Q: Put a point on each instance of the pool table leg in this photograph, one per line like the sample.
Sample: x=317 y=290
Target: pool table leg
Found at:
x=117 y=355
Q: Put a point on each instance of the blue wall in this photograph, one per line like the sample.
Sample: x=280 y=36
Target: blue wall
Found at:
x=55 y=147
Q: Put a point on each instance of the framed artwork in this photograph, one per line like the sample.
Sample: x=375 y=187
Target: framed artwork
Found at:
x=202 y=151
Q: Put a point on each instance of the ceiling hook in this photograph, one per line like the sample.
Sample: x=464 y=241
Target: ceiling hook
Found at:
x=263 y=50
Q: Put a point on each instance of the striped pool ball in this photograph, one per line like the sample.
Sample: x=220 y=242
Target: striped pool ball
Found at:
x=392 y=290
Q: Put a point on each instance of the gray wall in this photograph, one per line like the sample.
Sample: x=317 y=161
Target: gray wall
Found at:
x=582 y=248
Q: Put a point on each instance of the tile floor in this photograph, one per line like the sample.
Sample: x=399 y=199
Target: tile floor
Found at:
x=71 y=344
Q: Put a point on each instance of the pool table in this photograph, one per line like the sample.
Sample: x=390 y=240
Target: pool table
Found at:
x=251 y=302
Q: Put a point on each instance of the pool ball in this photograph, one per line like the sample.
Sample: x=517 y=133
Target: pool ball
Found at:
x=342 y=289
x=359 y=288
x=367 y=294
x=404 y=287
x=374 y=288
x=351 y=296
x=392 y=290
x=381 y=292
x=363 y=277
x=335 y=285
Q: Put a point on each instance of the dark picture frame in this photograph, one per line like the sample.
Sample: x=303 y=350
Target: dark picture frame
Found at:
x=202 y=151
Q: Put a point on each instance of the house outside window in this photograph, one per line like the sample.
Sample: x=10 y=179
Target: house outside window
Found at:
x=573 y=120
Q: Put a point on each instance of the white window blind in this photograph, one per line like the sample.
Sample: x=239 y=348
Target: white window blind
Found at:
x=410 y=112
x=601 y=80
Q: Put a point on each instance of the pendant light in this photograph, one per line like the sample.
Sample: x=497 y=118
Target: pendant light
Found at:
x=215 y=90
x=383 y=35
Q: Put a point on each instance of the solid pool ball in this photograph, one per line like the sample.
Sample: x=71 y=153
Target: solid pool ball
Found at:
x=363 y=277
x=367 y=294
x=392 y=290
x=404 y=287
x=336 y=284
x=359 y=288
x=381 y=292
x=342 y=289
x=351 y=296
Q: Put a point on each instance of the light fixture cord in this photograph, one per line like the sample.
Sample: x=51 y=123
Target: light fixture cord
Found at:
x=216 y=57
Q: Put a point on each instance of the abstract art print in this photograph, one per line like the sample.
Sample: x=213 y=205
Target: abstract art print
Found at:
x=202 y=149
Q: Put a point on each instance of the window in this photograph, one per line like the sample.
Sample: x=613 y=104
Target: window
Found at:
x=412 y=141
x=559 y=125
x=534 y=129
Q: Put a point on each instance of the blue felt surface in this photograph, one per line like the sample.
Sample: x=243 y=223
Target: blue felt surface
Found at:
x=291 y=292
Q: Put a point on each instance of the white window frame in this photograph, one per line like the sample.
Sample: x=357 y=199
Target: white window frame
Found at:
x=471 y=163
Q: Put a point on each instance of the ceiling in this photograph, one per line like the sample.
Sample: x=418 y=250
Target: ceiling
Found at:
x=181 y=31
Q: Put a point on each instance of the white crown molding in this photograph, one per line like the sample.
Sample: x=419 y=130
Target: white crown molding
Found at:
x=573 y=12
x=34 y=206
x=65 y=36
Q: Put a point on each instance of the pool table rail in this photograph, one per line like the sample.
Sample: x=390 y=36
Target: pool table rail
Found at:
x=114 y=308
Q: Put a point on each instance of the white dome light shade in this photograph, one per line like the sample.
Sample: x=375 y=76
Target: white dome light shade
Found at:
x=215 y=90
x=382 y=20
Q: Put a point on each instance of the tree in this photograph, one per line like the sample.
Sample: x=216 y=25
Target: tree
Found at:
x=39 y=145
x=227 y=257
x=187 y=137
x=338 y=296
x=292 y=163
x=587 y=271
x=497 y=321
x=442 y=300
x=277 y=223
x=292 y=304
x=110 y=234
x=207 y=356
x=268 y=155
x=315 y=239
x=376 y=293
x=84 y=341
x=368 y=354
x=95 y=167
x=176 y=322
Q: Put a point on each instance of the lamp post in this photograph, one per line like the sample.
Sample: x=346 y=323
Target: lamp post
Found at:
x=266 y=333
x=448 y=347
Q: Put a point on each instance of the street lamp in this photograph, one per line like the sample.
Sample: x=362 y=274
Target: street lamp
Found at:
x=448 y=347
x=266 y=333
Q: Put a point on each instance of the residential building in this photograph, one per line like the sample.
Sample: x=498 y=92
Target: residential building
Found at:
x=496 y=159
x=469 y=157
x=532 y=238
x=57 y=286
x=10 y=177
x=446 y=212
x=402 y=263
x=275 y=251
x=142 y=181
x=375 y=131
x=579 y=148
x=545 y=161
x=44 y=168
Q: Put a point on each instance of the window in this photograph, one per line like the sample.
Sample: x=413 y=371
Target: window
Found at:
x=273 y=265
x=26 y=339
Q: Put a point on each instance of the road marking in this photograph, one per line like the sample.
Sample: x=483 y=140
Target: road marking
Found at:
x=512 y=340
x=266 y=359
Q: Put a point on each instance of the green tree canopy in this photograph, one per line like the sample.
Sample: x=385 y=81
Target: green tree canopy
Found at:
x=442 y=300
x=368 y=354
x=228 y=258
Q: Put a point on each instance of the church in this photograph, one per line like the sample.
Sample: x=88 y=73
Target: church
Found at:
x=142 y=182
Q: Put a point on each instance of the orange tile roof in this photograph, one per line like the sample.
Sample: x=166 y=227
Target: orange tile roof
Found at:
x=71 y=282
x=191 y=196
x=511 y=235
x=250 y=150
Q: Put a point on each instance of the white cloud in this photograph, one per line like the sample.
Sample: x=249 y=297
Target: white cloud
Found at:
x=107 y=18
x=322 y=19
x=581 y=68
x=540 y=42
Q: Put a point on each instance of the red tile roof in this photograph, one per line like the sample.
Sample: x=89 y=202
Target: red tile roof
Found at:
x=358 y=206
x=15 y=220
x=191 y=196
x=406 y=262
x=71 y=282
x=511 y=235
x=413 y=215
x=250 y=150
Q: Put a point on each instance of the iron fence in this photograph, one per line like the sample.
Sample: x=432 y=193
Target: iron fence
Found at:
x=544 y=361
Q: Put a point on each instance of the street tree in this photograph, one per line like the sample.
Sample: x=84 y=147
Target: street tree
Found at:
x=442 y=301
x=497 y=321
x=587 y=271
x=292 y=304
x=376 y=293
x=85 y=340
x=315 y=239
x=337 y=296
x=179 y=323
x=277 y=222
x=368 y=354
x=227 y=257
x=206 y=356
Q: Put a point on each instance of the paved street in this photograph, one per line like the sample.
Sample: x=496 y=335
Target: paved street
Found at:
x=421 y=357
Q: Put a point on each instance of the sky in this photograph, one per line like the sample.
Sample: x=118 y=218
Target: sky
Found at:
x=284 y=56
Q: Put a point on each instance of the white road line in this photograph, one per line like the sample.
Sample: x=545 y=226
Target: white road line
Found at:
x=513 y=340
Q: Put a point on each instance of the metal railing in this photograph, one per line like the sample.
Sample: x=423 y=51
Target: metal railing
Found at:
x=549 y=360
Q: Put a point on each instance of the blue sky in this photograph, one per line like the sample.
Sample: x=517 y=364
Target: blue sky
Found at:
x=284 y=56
========================================
JOB – Write out the whole listing again. Match it word for word.

ANSWER FOR THE TASK –
Q: Put a point on each instance of the pool table leg in this photograph, one per line like the sample.
Sample: x=317 y=290
Target: pool table leg
Found at:
x=117 y=355
Q: Put a point on each instance of the blue wall in this photograph, one per line like the sample.
Sample: x=280 y=36
Target: blue wall
Found at:
x=55 y=147
Q: Put a point on each instance of the framed artwork in this photograph, one per line like the sample.
Sample: x=375 y=187
Target: framed artwork
Found at:
x=202 y=151
Q: Put a point on each instance of the ceiling hook in this photograph, one per line like the sample.
Sample: x=464 y=241
Target: ceiling hook
Found at:
x=263 y=50
Q: Put a point on each instance of the striped pool ball in this photograph, one per line like the sample.
Sample: x=220 y=242
Target: striped pool ball
Found at:
x=392 y=290
Q: Put a point on each instance of the gray wall in this photograph, one per line like the sample.
Sample: x=317 y=161
Target: gray wall
Found at:
x=582 y=248
Q: Put a point on each instance of the tile floor in this photograph, one per line like the sample.
Sample: x=399 y=199
Target: tile floor
Found at:
x=71 y=344
Q: Put a point on each instance of the pool table in this photograph, one per line like the sample.
Sample: x=390 y=240
Target: pool table
Found at:
x=251 y=302
Q: Put a point on each instance of the pool ball in this photograph, one per line like the sample.
Sample: x=517 y=133
Target: pool ball
Found at:
x=342 y=289
x=359 y=288
x=367 y=294
x=404 y=287
x=374 y=288
x=351 y=296
x=392 y=290
x=381 y=292
x=363 y=277
x=335 y=285
Q: Put a point on each instance of the dark picture frame in this photograph, one per line like the sample.
Sample: x=303 y=350
Target: dark picture frame
Found at:
x=202 y=151
Q: Put a point on each instance of the house outside window in this photograph, one per line like the sample.
Sample: x=10 y=179
Target: house outside window
Found at:
x=573 y=120
Q: Put a point on each instance of the white window blind in this photograph, one per line like the sample.
Sample: x=239 y=348
Target: white window blind
Found at:
x=410 y=112
x=601 y=80
Q: Put a point on each instance of the pendant light in this photograph, one per line like the sample.
Sample: x=497 y=118
Target: pendant light
Found at:
x=215 y=90
x=383 y=35
Q: Put a point on each instance of the solid pool ball in this photograph, one per line like the sample.
Sample: x=71 y=153
Target: solid pool ball
Found at:
x=363 y=277
x=367 y=294
x=392 y=290
x=404 y=287
x=336 y=284
x=359 y=288
x=381 y=292
x=342 y=289
x=351 y=296
Q: Put a point on each instance of the light fixture cord in this photograph, one per line like the sample.
Sample: x=51 y=123
Target: light fixture cord
Found at:
x=216 y=57
Q: Put a point on each instance of the abstract art print in this photograph, one per line like the sample.
Sample: x=213 y=205
Target: abstract art print
Found at:
x=202 y=149
Q: Put a point on each instance of the window in this photograph, one per line like the sample.
Sample: x=613 y=104
Target: window
Found at:
x=412 y=141
x=559 y=125
x=534 y=129
Q: Put a point on each instance of the blue felt surface in this photograph, one per line like the sample.
Sample: x=243 y=223
Target: blue felt surface
Found at:
x=291 y=292
Q: Put a point on each instance of the white window frame in this photograph, one per line like the sample.
Sample: x=357 y=199
Target: white window frame
Found at:
x=471 y=163
Q: Put a point on each instance of the ceiling in this photograph, one per line like the sample.
Sample: x=418 y=250
Target: ceiling
Found at:
x=181 y=31
Q: Put a point on each instance of the white crown molding in this photograph, one per line like the sample.
Sample: x=419 y=130
Target: white crown molding
Found at:
x=573 y=12
x=34 y=206
x=65 y=36
Q: Put a point on each instance of the pool table rail in this photograph, one per line like the sample.
Sample: x=390 y=36
Target: pool table rail
Found at:
x=114 y=308
Q: Put a point on each instance of the white dome light shade in this photograph, one per line like the sample.
Sample: x=375 y=76
Target: white dome light shade
Found at:
x=215 y=90
x=382 y=20
Q: Put a point on each instance of the tree in this photograph, one per line like the sample.
Sample: x=216 y=25
Target: tree
Found at:
x=39 y=145
x=227 y=257
x=187 y=137
x=338 y=296
x=292 y=163
x=587 y=271
x=497 y=321
x=442 y=300
x=277 y=223
x=292 y=304
x=110 y=234
x=207 y=356
x=268 y=155
x=315 y=239
x=376 y=293
x=84 y=341
x=368 y=354
x=95 y=167
x=176 y=322
Q: Put a point on each instance of the lamp post in this photograph, one per line like the sample.
Sample: x=346 y=323
Target: lamp post
Found at:
x=266 y=333
x=448 y=347
Q: Put a point on each instance of the street lamp in this photograph, one per line like the sample.
Sample: x=362 y=274
Target: street lamp
Found at:
x=448 y=347
x=266 y=333
Q: Put a point on each instance of the residential building in this photograph, one per line like the sample.
Sample: x=498 y=92
Target: residential building
Found at:
x=496 y=159
x=469 y=157
x=532 y=238
x=57 y=286
x=10 y=177
x=446 y=212
x=402 y=263
x=275 y=251
x=142 y=181
x=375 y=131
x=579 y=148
x=545 y=161
x=44 y=168
Q: Put a point on each instance of the window in this photograph, one per line like the sample.
Sample: x=413 y=371
Target: window
Found at:
x=273 y=265
x=26 y=339
Q: Put a point on each instance of the road marking in this photograph, one per line like the sample.
Sample: x=483 y=140
Target: road marking
Found at:
x=512 y=340
x=266 y=359
Q: Put a point on each instance of the green tree canopy in this photograph, one per line like the sample.
Sample: x=385 y=81
Target: green tree canopy
Found at:
x=442 y=300
x=368 y=354
x=228 y=258
Q: Put a point on each instance of the church in this photograph, one per line like the sample.
Sample: x=88 y=73
Target: church
Found at:
x=142 y=182
Q: Put a point on each instance of the orange tile roof in this photograph, one per line like the sample.
Sample: x=166 y=227
Target: orange tile roof
Found at:
x=71 y=282
x=191 y=196
x=511 y=235
x=250 y=150
Q: Put a point on each instance of the white cloud in this photograph, one per line like the sample.
Sample: x=249 y=297
Target: white cloud
Found at:
x=107 y=18
x=322 y=19
x=581 y=68
x=540 y=42
Q: Put a point on each instance of the red tile roof in this photograph, one per line like the sample.
Sample: x=89 y=202
Target: red tile roof
Found at:
x=358 y=206
x=15 y=220
x=191 y=196
x=406 y=262
x=71 y=282
x=511 y=235
x=413 y=215
x=250 y=150
Q: Put a point on each instance of the iron fence in this photograph, one per line like the sample.
Sample: x=432 y=193
Target: iron fence
Found at:
x=544 y=361
Q: Put a point on each instance of the street tree in this photograph, one per line like the sample.
Sample: x=84 y=147
Target: street tree
Found at:
x=442 y=301
x=497 y=321
x=587 y=271
x=292 y=304
x=376 y=293
x=85 y=340
x=315 y=239
x=337 y=296
x=179 y=323
x=277 y=222
x=368 y=354
x=227 y=257
x=206 y=356
Q: Put a point on each instance of the paved street in this photograph, one per line like the sample.
Sample: x=496 y=335
Target: paved street
Found at:
x=421 y=357
Q: Put a point on each instance of the sky in this photograph, one per line like the sample.
Sample: x=118 y=218
Target: sky
Found at:
x=284 y=56
Q: Put a point on each instance of the white road line in this photograph, one per line like the sample.
Sample: x=545 y=226
Target: white road line
Found at:
x=513 y=340
Q: Put a point on each instance of the metal railing in this photograph, one per line like the sample.
Sample: x=423 y=51
Target: metal railing
Found at:
x=549 y=360
Q: Put a point on each instance of the blue sky in this photograph, one per line like the sample.
Sample: x=517 y=364
Target: blue sky
Found at:
x=284 y=56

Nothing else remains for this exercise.